The records:
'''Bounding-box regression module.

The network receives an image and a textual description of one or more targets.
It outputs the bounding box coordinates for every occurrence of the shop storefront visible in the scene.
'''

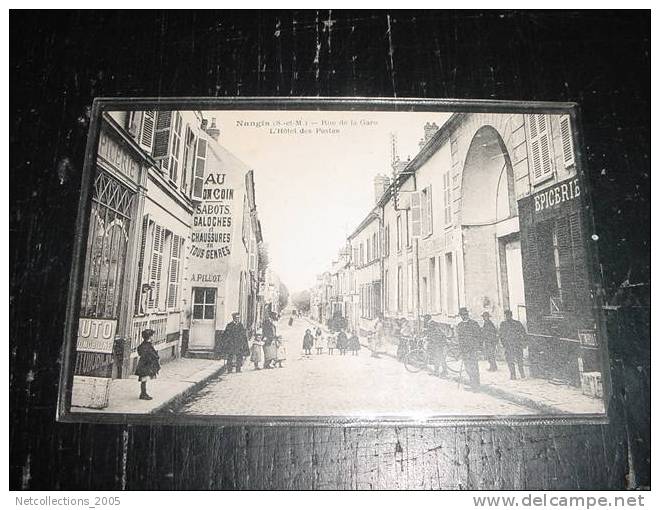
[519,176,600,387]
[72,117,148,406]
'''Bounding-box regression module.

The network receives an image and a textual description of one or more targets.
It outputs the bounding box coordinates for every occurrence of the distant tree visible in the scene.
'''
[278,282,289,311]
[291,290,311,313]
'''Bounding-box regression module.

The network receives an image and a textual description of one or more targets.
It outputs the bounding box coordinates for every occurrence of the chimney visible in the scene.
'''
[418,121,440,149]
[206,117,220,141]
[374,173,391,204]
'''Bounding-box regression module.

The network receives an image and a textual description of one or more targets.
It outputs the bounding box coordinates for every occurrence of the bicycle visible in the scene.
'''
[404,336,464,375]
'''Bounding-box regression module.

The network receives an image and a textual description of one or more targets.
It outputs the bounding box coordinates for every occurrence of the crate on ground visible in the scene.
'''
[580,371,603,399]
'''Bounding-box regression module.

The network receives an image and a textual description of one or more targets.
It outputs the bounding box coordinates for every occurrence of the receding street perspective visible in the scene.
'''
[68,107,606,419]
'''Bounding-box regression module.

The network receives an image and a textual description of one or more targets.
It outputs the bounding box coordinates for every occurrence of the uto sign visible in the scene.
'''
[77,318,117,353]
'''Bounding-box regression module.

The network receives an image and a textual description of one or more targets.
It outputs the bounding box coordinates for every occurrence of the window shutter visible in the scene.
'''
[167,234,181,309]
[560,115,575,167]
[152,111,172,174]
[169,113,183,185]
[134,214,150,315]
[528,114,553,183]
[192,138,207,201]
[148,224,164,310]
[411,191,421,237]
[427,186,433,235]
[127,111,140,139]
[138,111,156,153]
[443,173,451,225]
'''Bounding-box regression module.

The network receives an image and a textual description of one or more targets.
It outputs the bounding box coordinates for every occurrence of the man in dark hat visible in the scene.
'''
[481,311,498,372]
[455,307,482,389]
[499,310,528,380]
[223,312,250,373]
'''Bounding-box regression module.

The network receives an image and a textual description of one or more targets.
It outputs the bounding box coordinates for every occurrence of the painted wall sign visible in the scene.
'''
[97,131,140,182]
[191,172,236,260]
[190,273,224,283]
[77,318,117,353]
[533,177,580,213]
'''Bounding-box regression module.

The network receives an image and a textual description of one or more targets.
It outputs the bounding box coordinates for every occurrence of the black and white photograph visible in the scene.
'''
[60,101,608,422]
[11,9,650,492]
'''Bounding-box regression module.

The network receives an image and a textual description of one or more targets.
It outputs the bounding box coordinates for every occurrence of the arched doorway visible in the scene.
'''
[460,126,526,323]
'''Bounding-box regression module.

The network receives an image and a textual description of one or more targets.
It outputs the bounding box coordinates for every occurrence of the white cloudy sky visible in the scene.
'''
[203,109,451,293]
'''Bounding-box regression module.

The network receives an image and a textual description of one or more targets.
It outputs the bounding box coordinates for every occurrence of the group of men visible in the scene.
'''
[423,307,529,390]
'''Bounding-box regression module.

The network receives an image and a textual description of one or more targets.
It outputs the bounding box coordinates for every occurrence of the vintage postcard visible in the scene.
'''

...

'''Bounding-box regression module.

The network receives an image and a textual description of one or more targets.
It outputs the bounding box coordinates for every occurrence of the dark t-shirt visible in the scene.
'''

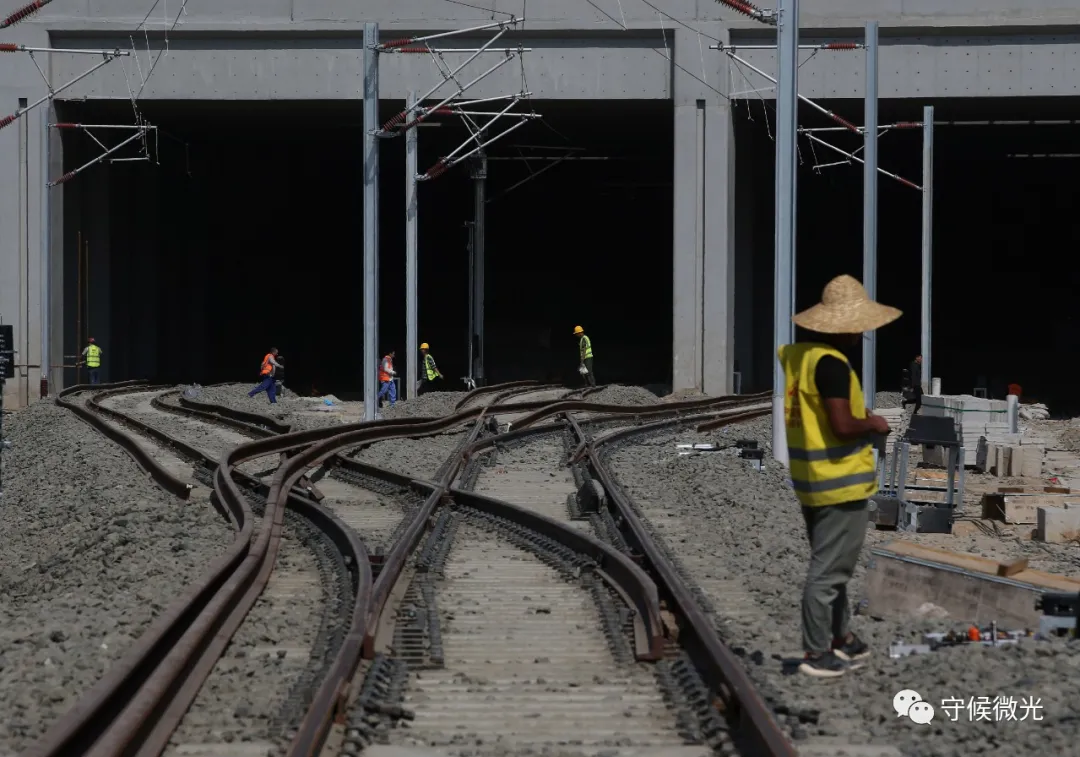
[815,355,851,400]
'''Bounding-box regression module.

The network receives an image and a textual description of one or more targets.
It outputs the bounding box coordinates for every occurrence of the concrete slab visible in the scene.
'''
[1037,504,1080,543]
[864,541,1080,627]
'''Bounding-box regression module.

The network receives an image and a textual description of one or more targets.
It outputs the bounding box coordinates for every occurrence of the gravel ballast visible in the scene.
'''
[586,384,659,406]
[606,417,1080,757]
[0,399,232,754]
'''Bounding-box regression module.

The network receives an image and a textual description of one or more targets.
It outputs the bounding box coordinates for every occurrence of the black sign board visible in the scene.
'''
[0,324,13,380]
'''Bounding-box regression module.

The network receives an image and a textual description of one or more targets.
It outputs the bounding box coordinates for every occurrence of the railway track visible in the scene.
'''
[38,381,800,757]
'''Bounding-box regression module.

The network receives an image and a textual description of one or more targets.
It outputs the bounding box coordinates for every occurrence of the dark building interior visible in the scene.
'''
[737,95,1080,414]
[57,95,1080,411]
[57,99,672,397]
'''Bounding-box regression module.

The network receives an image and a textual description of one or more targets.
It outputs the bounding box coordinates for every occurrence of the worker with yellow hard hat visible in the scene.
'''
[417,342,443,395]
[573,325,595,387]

Activity: What are the lines above that hold the string "white"? Copy them.

Answer:
It outputs the bounding box coordinates for every occurrence of the black and white photograph visible in the scene.
It outputs the bounding box coordinates for every occurrence of the white cloudy sky visible in the scene.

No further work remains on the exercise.